§ **WHAT IS ASKED**
Rewrite the records from the line with "of the thick" through the end of the records, including the requests. Multiply every marker coordinate in the answers by 1.55 and round to whole numbers, halves up, leaving the numbers in the requests and their sample output unchanged.
◇ ◇ ◇ ◇ ◇ ◇ ◇
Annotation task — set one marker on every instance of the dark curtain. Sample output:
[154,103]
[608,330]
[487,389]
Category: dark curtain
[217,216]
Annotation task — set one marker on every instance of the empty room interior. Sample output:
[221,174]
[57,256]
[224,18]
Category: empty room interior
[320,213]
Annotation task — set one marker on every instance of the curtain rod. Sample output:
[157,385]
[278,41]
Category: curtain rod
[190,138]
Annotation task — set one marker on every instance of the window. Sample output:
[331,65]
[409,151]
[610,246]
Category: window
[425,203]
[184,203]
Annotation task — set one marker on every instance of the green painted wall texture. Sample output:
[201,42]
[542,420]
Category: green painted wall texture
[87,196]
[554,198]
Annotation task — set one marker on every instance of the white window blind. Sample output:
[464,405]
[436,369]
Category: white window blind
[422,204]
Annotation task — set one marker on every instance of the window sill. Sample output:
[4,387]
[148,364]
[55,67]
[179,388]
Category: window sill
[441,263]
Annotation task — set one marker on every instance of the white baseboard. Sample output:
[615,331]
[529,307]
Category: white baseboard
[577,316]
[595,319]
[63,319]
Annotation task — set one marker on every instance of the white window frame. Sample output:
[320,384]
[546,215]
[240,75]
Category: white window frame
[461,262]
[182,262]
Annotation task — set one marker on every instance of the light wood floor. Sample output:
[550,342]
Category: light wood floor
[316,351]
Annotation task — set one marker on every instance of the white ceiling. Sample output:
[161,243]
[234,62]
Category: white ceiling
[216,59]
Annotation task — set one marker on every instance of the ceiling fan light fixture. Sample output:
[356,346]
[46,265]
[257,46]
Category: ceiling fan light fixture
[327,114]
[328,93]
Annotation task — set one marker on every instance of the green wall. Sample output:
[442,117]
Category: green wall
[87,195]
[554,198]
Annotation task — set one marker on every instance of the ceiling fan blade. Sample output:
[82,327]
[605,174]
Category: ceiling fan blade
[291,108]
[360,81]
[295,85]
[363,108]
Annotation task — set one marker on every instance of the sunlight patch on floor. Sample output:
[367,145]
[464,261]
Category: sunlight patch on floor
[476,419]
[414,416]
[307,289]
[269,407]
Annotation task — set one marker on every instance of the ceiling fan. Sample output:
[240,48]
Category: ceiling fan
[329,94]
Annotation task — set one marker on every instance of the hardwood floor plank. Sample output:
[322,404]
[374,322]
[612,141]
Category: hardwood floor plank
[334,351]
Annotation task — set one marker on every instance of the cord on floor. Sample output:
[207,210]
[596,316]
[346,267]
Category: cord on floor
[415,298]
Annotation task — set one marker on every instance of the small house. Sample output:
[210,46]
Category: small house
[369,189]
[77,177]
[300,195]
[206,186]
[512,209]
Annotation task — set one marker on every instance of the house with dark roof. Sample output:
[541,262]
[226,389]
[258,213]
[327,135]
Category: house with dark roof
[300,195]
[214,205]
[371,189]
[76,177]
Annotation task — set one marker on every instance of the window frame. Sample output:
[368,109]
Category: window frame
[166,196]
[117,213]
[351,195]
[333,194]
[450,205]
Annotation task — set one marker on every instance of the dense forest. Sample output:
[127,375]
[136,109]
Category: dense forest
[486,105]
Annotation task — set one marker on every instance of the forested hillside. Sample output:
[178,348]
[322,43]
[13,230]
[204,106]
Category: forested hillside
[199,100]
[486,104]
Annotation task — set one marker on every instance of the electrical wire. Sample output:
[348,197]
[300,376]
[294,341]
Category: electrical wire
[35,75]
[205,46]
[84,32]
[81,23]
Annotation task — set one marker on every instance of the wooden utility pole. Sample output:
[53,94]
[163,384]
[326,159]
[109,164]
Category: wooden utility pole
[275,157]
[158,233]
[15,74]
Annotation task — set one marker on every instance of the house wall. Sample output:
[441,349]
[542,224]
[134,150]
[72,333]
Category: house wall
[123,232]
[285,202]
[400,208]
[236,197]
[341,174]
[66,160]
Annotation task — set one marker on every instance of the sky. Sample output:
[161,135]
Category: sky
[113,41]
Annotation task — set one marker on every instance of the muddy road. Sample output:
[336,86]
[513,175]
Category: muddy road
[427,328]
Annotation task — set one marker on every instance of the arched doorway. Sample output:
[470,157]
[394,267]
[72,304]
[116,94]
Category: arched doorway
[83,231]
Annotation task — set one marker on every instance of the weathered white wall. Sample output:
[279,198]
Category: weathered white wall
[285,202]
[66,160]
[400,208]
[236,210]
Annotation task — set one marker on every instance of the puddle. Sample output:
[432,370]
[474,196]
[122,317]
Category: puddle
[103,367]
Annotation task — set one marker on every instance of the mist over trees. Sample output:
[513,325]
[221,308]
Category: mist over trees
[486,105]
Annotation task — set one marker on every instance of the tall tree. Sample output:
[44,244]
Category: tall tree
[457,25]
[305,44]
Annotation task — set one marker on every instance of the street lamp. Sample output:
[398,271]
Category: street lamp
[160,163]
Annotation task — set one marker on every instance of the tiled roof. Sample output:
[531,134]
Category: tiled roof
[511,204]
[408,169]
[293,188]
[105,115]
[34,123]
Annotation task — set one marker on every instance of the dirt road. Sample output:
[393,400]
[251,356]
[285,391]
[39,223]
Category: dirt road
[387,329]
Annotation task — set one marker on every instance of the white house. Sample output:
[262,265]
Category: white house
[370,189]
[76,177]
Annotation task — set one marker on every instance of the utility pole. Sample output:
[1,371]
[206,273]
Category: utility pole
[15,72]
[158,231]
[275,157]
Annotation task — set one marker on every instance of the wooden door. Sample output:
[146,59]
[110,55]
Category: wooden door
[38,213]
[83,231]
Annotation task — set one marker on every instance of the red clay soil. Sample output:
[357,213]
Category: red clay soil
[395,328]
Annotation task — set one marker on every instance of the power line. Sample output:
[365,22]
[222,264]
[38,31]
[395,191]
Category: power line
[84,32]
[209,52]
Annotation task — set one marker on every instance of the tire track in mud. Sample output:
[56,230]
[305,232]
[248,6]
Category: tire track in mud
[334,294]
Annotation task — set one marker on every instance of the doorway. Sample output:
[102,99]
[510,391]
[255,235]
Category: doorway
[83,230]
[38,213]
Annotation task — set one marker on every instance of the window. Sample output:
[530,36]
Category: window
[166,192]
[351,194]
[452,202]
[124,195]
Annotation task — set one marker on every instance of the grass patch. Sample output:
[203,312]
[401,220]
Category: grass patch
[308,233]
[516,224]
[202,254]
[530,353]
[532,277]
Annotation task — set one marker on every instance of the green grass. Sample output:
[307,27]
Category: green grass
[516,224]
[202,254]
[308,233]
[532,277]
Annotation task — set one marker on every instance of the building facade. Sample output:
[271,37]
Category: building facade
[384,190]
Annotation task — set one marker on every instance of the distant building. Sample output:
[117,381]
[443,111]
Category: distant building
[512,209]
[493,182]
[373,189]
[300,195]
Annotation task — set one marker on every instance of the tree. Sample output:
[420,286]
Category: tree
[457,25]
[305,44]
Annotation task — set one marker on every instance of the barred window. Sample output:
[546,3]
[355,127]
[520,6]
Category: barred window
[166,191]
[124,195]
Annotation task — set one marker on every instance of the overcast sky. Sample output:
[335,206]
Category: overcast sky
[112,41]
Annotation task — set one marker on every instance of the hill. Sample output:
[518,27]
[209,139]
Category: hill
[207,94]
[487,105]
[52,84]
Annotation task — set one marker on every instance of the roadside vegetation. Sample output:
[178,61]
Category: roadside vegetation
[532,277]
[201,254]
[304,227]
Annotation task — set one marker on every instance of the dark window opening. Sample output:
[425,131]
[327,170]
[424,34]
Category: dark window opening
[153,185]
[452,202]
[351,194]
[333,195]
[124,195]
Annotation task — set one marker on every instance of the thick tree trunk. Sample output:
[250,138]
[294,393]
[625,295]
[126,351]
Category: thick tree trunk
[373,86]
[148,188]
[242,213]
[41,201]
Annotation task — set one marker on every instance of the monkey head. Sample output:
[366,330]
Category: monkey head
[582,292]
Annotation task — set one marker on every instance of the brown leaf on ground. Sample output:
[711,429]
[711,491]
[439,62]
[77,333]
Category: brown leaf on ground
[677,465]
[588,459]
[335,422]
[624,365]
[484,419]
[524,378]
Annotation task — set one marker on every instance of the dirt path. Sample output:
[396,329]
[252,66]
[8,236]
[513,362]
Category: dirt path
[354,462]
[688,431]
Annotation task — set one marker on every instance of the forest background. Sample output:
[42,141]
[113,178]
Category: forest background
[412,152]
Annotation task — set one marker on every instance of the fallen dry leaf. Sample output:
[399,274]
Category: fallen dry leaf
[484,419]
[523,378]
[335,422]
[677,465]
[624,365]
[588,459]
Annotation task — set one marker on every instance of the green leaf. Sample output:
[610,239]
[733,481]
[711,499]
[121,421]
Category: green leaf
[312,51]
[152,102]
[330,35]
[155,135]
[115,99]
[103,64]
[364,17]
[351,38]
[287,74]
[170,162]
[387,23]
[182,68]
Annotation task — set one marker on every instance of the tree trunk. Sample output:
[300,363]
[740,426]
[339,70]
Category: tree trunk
◇ ◇ ◇ ◇ ◇ ◇ ◇
§ **SOLUTION FOR THIS TASK**
Annotation task — set one marker on every instance of the thick tree trunk. Sample output:
[250,138]
[294,393]
[625,295]
[126,351]
Category: thick tree trunk
[578,133]
[229,291]
[375,330]
[64,312]
Annotation task — set one marker on every instance of the monkey head. Sample output:
[366,330]
Category: monkey head
[902,453]
Annotation task — set one marker on every instance of the brown leaf on ground. Sample output:
[711,429]
[711,491]
[439,62]
[77,333]
Category: brown leaf on ground
[1049,721]
[911,711]
[519,654]
[967,566]
[750,649]
[812,586]
Annotation task — set one marker on every instance of the dirt path. Sample output:
[396,329]
[252,66]
[8,236]
[513,362]
Category: dirt path
[549,716]
[1066,668]
Annotation task — set one marker on every instance of the forest background. Sample output:
[42,141]
[113,178]
Category: forest background
[639,236]
Annotation task — set one marker on every instance of the fallen dry leaf. Sample output:
[399,274]
Category: fallen dry leaf
[750,649]
[811,586]
[519,654]
[1049,721]
[967,566]
[911,711]
Annotation task — set one marker on every instance of the green leaf. Sample output:
[610,239]
[733,481]
[711,499]
[121,421]
Category: green leaf
[484,79]
[236,158]
[512,54]
[240,209]
[178,153]
[160,99]
[564,26]
[544,59]
[445,115]
[264,251]
[600,36]
[282,105]
Annotation task — set one marker on every instance of the tree trunk. Sample output:
[300,363]
[740,426]
[339,70]
Category: tree trunk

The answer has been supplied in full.